Write out the records again, exactly, leaving none out.
* BEGIN MATERIAL TO PROCESS *
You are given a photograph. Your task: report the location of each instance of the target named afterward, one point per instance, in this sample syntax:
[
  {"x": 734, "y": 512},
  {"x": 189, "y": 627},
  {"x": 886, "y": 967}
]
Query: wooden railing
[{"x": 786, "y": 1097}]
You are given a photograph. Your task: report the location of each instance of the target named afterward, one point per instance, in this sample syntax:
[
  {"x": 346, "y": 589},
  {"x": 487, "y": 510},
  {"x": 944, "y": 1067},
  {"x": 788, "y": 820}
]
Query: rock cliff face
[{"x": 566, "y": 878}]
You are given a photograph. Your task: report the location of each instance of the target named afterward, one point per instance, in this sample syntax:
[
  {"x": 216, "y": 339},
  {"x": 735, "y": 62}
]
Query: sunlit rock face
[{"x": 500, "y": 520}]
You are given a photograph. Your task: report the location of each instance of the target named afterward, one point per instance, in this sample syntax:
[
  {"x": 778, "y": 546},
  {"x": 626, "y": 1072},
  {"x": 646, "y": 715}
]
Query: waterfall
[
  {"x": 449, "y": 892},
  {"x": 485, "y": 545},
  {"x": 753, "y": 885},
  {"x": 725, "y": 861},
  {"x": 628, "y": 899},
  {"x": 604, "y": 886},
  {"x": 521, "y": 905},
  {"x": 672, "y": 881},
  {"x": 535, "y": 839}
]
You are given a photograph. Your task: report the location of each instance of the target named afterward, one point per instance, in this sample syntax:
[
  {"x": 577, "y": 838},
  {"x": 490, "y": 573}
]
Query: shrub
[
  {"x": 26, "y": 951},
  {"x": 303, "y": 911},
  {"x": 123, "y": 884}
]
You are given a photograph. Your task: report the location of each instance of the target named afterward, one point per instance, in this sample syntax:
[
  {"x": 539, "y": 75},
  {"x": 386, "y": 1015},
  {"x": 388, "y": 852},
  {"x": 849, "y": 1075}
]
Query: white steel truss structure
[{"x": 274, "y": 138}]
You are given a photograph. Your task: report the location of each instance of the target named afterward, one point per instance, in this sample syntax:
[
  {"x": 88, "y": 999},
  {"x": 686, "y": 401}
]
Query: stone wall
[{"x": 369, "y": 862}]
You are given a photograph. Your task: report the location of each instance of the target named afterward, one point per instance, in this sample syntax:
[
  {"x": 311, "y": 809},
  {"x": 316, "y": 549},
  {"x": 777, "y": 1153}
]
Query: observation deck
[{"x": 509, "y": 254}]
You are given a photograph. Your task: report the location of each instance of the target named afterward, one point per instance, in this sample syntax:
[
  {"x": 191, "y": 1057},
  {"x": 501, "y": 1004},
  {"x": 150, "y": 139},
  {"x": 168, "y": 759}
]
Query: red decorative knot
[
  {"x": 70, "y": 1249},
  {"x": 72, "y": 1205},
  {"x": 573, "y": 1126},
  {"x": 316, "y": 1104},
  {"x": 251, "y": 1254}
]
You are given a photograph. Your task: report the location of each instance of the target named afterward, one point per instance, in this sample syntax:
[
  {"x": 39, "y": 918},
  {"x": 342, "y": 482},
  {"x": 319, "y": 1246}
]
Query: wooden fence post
* END MATERIAL TO PROCESS *
| WORKED SOLUTION |
You are given a photograph. Your task: report the location of each instance of the target named afterward, one point per instance, in this sample syntax:
[
  {"x": 734, "y": 512},
  {"x": 189, "y": 627},
  {"x": 886, "y": 967}
]
Query: wooden railing
[{"x": 786, "y": 1097}]
You are given a photograph. Your task: report the location of each instance of the target named afterward, one point per instance, in this sample syntax:
[
  {"x": 346, "y": 589},
  {"x": 487, "y": 510},
  {"x": 944, "y": 1067},
  {"x": 788, "y": 820}
]
Query: rock cliff face
[{"x": 566, "y": 878}]
You are given a photograph. Your task: report the location of each instance of the target named afterward, one point per instance, in this sample syntax:
[
  {"x": 216, "y": 339},
  {"x": 735, "y": 62}
]
Query: sunlit rock face
[{"x": 500, "y": 520}]
You are given a photograph. Your task: report the location of each instance of the target named afterward, one point per instance, in this sample syntax:
[
  {"x": 778, "y": 546},
  {"x": 626, "y": 1072},
  {"x": 646, "y": 715}
]
Query: waterfall
[
  {"x": 449, "y": 892},
  {"x": 485, "y": 545},
  {"x": 753, "y": 885},
  {"x": 725, "y": 861},
  {"x": 628, "y": 899},
  {"x": 604, "y": 886},
  {"x": 521, "y": 905},
  {"x": 672, "y": 881},
  {"x": 535, "y": 839}
]
You are given a photograph. Your task: report the location of each instance of the target named afterward, one point per instance, in this sample syntax:
[
  {"x": 577, "y": 838},
  {"x": 490, "y": 573}
]
Query: shrub
[
  {"x": 26, "y": 951},
  {"x": 303, "y": 911},
  {"x": 123, "y": 884}
]
You are given a photograph. Your task: report the location of each instance of the target named afterward, one point per instance, in this sample syntax:
[
  {"x": 539, "y": 75},
  {"x": 386, "y": 1015},
  {"x": 388, "y": 852},
  {"x": 849, "y": 1075}
]
Query: white steel truss structure
[{"x": 274, "y": 138}]
You are given a photograph. Your task: report the location of each instance of the target named afterward, one point per instance, in this sample syntax:
[
  {"x": 88, "y": 999},
  {"x": 686, "y": 401}
]
Query: stone wall
[{"x": 369, "y": 862}]
You are given a photograph. Your task: report the location of each instance of the target named afterward, one point per instance, in this sample syntax:
[
  {"x": 311, "y": 809},
  {"x": 316, "y": 549},
  {"x": 777, "y": 1153}
]
Query: observation deck
[{"x": 509, "y": 254}]
You are given a photograph. Your task: report the location of each instance of the target named afterward, one point per instance, in this sample syntax:
[
  {"x": 191, "y": 1057},
  {"x": 501, "y": 1004},
  {"x": 150, "y": 139},
  {"x": 168, "y": 759}
]
Query: red decorative knot
[
  {"x": 70, "y": 1249},
  {"x": 72, "y": 1205},
  {"x": 573, "y": 1126},
  {"x": 316, "y": 1104},
  {"x": 251, "y": 1254}
]
You are given a photograph. Your task: report the location of each instance of the target named afterward, one point per instance, in this sample syntax:
[
  {"x": 39, "y": 918},
  {"x": 342, "y": 482},
  {"x": 319, "y": 1246}
]
Query: wooden fence post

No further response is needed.